#### [Assigned task]
Transcribe the records verbatim, images excluded.

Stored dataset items
--- START ---
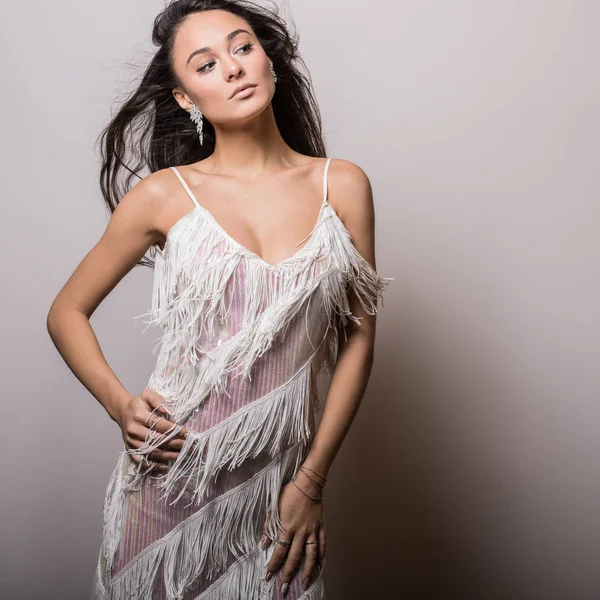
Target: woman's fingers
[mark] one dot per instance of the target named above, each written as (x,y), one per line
(322,544)
(150,428)
(292,561)
(279,553)
(311,551)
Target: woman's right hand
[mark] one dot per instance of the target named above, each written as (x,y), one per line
(143,413)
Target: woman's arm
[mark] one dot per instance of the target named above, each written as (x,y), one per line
(350,190)
(131,230)
(129,234)
(301,510)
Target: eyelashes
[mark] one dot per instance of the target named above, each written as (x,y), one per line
(246,47)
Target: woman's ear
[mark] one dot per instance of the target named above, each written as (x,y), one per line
(182,99)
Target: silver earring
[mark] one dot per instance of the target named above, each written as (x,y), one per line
(196,117)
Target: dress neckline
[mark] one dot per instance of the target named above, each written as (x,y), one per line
(240,247)
(233,242)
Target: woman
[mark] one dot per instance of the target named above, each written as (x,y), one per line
(263,255)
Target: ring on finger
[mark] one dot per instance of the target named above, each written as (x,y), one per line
(158,418)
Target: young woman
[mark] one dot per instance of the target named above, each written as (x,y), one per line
(264,275)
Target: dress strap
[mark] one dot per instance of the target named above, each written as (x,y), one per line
(325,180)
(186,186)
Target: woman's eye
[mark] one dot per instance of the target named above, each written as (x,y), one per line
(205,68)
(247,46)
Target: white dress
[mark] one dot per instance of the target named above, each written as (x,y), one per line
(241,344)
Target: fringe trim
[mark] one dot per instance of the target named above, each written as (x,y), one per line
(114,508)
(281,417)
(187,387)
(245,580)
(202,544)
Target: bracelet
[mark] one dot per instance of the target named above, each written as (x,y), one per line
(318,485)
(311,497)
(321,476)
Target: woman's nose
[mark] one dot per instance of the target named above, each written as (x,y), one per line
(233,69)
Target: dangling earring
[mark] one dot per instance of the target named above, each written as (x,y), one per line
(196,117)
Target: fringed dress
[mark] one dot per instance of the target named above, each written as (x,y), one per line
(242,342)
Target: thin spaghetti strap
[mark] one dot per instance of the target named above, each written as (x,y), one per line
(325,181)
(186,186)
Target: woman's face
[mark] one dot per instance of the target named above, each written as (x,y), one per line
(214,52)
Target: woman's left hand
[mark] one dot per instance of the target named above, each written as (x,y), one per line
(303,522)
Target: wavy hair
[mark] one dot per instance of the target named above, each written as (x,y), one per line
(151,131)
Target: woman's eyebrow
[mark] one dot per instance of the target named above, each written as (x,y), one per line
(228,37)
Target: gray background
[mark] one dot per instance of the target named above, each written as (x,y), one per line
(471,471)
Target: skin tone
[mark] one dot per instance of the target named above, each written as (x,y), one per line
(267,197)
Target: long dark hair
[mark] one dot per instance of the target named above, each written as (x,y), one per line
(151,131)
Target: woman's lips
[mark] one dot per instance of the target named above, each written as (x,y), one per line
(245,92)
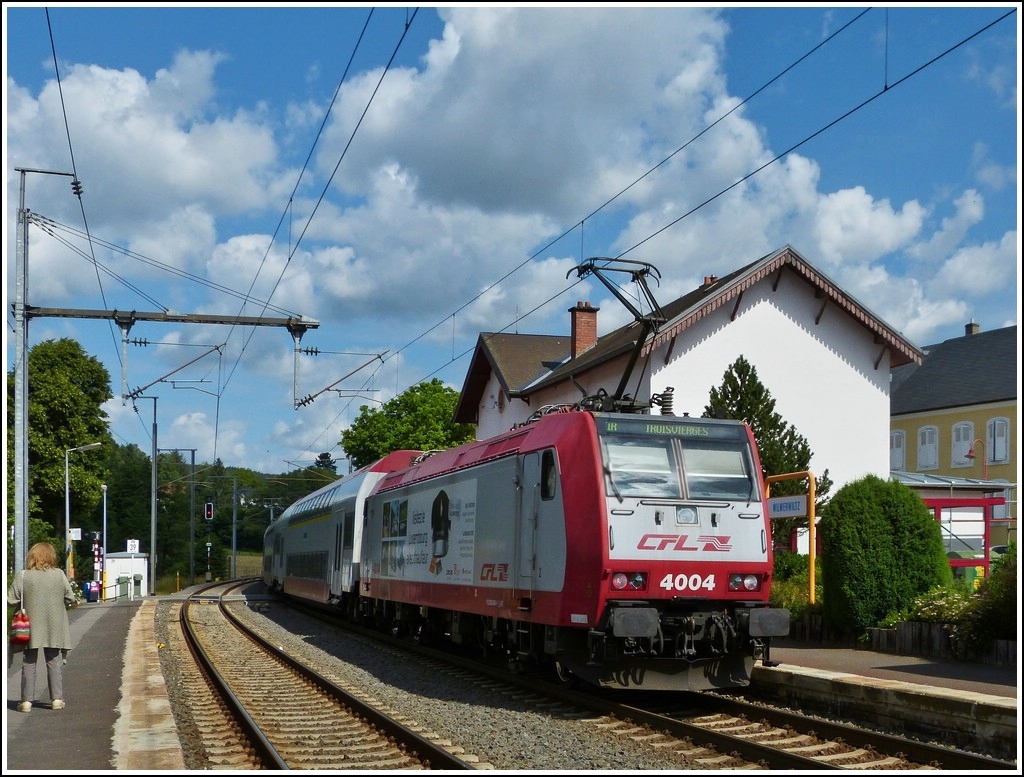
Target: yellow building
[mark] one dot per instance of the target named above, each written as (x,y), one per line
(953,420)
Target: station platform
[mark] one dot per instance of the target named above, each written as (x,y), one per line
(118,715)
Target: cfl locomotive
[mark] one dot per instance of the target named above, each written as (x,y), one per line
(626,550)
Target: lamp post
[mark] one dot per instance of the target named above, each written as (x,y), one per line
(102,552)
(67,531)
(984,459)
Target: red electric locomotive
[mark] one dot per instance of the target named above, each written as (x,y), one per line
(626,550)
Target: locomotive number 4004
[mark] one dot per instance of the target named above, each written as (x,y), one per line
(687,583)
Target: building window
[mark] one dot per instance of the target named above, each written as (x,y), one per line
(963,441)
(928,448)
(997,440)
(897,449)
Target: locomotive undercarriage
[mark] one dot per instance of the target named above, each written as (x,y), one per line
(634,646)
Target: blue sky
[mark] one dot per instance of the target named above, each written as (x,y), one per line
(410,177)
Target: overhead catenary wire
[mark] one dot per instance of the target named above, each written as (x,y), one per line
(887,87)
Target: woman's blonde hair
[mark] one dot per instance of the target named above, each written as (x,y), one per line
(41,556)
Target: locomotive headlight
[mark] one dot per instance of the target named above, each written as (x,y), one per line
(743,583)
(629,580)
(686,515)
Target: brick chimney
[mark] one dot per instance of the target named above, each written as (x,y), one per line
(584,327)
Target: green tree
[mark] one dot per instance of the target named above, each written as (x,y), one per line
(66,393)
(419,419)
(326,462)
(781,447)
(881,549)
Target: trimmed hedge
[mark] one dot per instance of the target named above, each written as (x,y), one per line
(881,548)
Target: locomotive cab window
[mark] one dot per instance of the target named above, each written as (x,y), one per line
(549,475)
(641,466)
(718,472)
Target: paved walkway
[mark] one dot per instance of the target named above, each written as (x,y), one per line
(118,715)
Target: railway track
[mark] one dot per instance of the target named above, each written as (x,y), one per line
(722,731)
(687,731)
(256,708)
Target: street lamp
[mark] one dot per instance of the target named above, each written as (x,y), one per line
(67,532)
(984,459)
(102,558)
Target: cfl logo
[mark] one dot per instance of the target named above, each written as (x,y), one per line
(495,572)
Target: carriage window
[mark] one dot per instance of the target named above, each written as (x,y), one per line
(549,475)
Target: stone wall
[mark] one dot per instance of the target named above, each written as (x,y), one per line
(909,638)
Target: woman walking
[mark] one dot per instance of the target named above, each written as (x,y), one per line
(44,592)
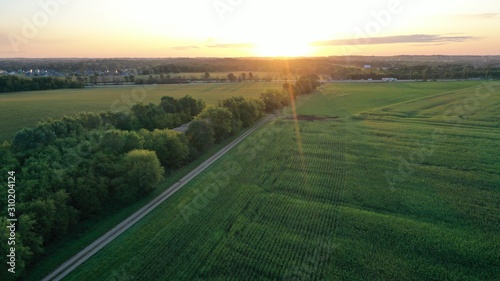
--- END ---
#### [Reply]
Target: woman's fingers
[mark] one dot per instance of the target named above, each written as (x,y), one per line
(322,544)
(150,428)
(292,561)
(279,553)
(311,551)
Target: woman's right hand
[mark] one dot per instance of the target named above, each written as (x,y), one per line
(143,413)
Target: woman's arm
[mark] one dot per instance of the target named above, each written as (x,y), one per line
(350,190)
(131,230)
(129,234)
(301,510)
Target: eyelashes
[mark] one dot per instance of the target named above, each written as (x,y), one per line
(246,47)
Target: woman's ear
[mark] one dot per instance of the target named above, each written as (x,y), one per line
(182,99)
Target: silver earring
[mark] one dot per instance of the target named above, each written as (x,y), one per line
(196,117)
Target: dress neckline
[mark] one dot per instance of the target named above, each written as (x,y), one per line
(240,247)
(233,242)
Target: woman
[mark] one dot per instance of the target named above, each written as (x,y), one per line
(263,255)
Target: ring on finger
[mark] one dot per instance of the target named above, each written as (x,y), one per line
(158,418)
Target: young woman
[mark] one dot per instance of the target named above, each written as (x,y), one per line
(264,275)
Target: dress strap
[mark] one dot per instance of the target named above, each written as (x,y), one per line
(325,180)
(186,186)
Target: woman's eye
[mark] one dot per instance of the target named above, each written as (x,y), one per line
(205,68)
(247,46)
Target: white dress
[mark] one dot per instance of the target named above, each written as (x,y), one per line
(241,344)
Target: fringe trim
[mark] one dot per instance of the target named above, each written as (x,y), one per line
(114,508)
(281,417)
(187,387)
(245,580)
(202,544)
Target: bracelet
[mark] one dot per instance of the target named above, each written as (x,y), one per line
(318,485)
(311,497)
(321,476)
Target: woman's nose
[mark] one dot per instance of the target named above, each written as (x,y), one per line
(233,69)
Target: dangling earring
[mark] one dot per instance of the target named above, each written as (x,y), one per line
(196,117)
Target: fringed dress
[mark] one dot per instance of the target named above, each written as (x,y), one per line
(242,342)
Target: thin spaghetti strap
[mark] one dot per instance of the target named above, each written as (x,y), one per line
(325,181)
(186,186)
Target: woman's face
[mark] one dot per instance of the target named above, each written as (x,y), one per line
(214,52)
Target: woman's left hand
[mark] one dot per instance of the target named above, each written as (x,y), one per line
(303,522)
Target: wavy hair
[mark] one dot per instance of the target named above, each written as (x,y), one per line
(151,131)
Target: woman's eyebrow
[mark] one dot per instance of the target named above, each written as (x,y), one per line
(228,37)
Target: gray background
[mark] one dot per instance of the target named above, each written as (x,y), one per line
(471,471)
Target: skin tone
[mark] one dot per instance of the target named above, each written as (x,y), one per line
(267,197)
Target: long dark hair
[mark] one dot per instance of the target named above, each written as (x,y), one per line
(151,131)
Target: woman's lips
[mark] one dot per instance of the target named above, each written as (x,y), one per line
(245,92)
Target: yellow building
[mark] one dot per instance of the target named above, each written as (x,y), one per line
(953,420)
Target: station platform
[mark] one dot per instance of the target named above, each written as (x,y), one per line
(118,715)
Target: cfl locomotive
[mark] one dot per instance of the target named above, each written as (x,y), one per line
(626,550)
Target: lamp post
[mark] one dot per instance of the target named above, each written as (x,y), one per line
(102,552)
(67,531)
(984,459)
Target: red electric locomotive
[mark] one dot per instance of the target named above, each written as (x,y), one per line
(626,550)
Target: locomotive number 4004
[mark] one dot per instance of the target named above, each written as (x,y), one per line
(687,583)
Target: building window
[mark] one dot per instance of the target named above, each written as (x,y), one per line
(963,441)
(928,448)
(997,440)
(897,449)
Target: locomotive undercarriage
[mark] one dot per instance of the target named above, each written as (x,y), one per line
(634,646)
Target: blue sky
[mark] one dot per instance of the target named above, each written as (x,y), one per line
(410,177)
Target: overhead catenary wire
[mark] one dot per instance of the target named above, each written as (x,y), one per line
(887,87)
Target: woman's blonde hair
[mark] one dot per instance of the target named above, each written as (x,y), one per line
(41,556)
Target: locomotive headlight
[mark] one dot per instance of the target named above, each written as (x,y), one per line
(743,583)
(629,580)
(686,515)
Target: brick chimney
[mark] one dot per instance of the target named above, each written as (x,y), one per line
(584,327)
Target: green tree
[mark] one dot per instance of the target named above, each written as (x,y), one per line
(66,393)
(419,419)
(326,462)
(781,447)
(881,549)
Target: trimmed hedge
[mark] one dot per instance of the target named above, each written as (x,y), one per line
(881,548)
Target: locomotive cab window
[mark] one dot per instance of the target named above, each written as (x,y), one per line
(549,475)
(641,466)
(718,472)
Target: paved walkway
[mark] one dot per instance of the target named above, each written as (x,y), one per line
(118,715)
Target: railway track
[mark] one dot per instance of the target named above, each written as (x,y), one per line
(722,731)
(687,731)
(256,708)
Target: street lamp
[mark] one dot per instance of the target named above, each written as (x,y), one per line
(67,532)
(984,459)
(102,558)
Target: cfl logo
[mark] one dot per instance of the target named above, each written as (x,y), one per line
(495,572)
Target: carriage window
[mark] one dot per instance of the target named above, each written as (x,y), one per line
(549,475)
Target: stone wall
[mark] one dot per instance of the target named above, each written as (x,y), one per line
(909,638)
Target: woman walking
[mark] one dot per instance of the target named above, each written as (x,y), one per line
(44,592)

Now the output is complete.